----- Excerpted records -----

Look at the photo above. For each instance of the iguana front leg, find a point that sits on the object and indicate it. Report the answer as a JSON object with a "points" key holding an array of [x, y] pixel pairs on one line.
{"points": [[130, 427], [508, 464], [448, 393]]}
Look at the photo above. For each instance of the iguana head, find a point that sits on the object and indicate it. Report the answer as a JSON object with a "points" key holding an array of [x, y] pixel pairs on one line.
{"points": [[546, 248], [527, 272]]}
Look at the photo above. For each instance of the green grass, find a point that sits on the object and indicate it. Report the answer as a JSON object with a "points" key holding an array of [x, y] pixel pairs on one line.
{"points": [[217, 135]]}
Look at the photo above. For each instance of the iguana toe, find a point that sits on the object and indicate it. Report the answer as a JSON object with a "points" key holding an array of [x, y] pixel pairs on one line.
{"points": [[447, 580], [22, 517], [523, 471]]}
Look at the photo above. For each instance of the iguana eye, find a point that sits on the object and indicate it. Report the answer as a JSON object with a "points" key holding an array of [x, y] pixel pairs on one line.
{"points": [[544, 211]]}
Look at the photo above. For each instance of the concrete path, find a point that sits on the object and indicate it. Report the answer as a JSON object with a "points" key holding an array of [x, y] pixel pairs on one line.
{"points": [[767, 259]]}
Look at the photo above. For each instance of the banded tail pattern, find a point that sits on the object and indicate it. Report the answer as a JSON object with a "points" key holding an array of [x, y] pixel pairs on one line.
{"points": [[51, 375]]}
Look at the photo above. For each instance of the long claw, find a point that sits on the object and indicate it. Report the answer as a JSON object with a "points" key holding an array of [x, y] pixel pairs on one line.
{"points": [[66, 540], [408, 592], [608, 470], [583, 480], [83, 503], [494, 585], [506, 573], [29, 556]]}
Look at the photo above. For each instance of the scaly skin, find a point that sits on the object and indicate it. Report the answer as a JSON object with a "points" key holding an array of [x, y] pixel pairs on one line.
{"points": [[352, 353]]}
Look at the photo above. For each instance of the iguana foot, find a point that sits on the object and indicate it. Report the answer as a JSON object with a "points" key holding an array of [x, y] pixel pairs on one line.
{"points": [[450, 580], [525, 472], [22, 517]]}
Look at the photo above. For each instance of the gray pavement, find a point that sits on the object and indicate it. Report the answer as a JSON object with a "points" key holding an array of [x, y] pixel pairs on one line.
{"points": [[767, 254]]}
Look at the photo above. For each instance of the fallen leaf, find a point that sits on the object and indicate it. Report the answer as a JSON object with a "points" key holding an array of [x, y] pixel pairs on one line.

-----

Transcribe the full listing exactly, omitting nothing.

Look at the photo above. For each instance of the iguana front leg, find a point that sits on the object and indicate it. Report the answer as a JSON object with a "points" key holding an array of [x, y] pixel pairs on one line.
{"points": [[130, 427], [508, 464], [448, 393]]}
Look at the photo above. For each instance of the iguana head, find a point that sits on the object and indicate it. Report the answer as a JSON object with a "points" key holding an array of [x, y] pixel pairs on one line.
{"points": [[546, 248], [527, 272]]}
Look at the photo above. For each instance of the green grass, find a point that sits on the object and indicate it. Report the answer as a JSON object with a "points" key holding an array of [x, y] pixel pairs on one line.
{"points": [[217, 135]]}
Look at the photo above. For each instance of the iguana toe, find a point that sits on the object and indicate it. Report the answer as a JSON object with a "points" key holding an array of [x, y] pixel pairs on one line.
{"points": [[447, 580], [22, 517], [523, 471]]}
Look at the photo above. For each instance of the iguana eye, find a point that sits on the object and indicate it. Report the answer as a JSON object with a "points" key holding an array of [x, y] pixel pairs on one line.
{"points": [[544, 211]]}
Look at the photo above. For each instance of the concrete path, find a point that sits on the object and indicate it. Report the answer as a JSON object with a "points" key holding an array of [x, y] pixel pairs on one line.
{"points": [[767, 259]]}
Look at the photo above. For each instance of the banded tail pattern, find a point that sits on the object and indicate it. Report the answer as a JSON object with a "points" key holding an array of [x, y] pixel pairs on one line.
{"points": [[51, 375]]}
Look at the photo above. For each instance of the long claw, find a point that sits on the object and indicate it. Report the answer as a JSON object with a "points" key holding an array of [x, y] pixel pairs on one line.
{"points": [[66, 540], [408, 592], [608, 470], [583, 480], [83, 503], [494, 585], [506, 573], [29, 556]]}
Look at the photo above. For each instance of the scaly skin, find a point that sits on the object and indicate it. Report the answer as a JSON object with a "points" key holding an array of [x, y] pixel pairs on one line.
{"points": [[352, 353]]}
Look at the photo above. For each instance of the iguana foot, find a point that sits on the object and indicate it. Report the answer as a JSON object with a "points" key holding an array of [x, y] pixel pairs on one line.
{"points": [[450, 580], [525, 472], [22, 517]]}
Look at the photo above. For each instance of the gray pavement, find a point that sits on the object and indicate it. Report the answer as a JSON object with a "points" key holding an array of [x, y] pixel pairs on one line.
{"points": [[767, 254]]}
Look at the photo above. For each instance of the fallen leaf, find a point that sits on the object and indicate it. Report the answer as a JSON object with a "points" key holding an array of [x, y] pixel pairs on one line.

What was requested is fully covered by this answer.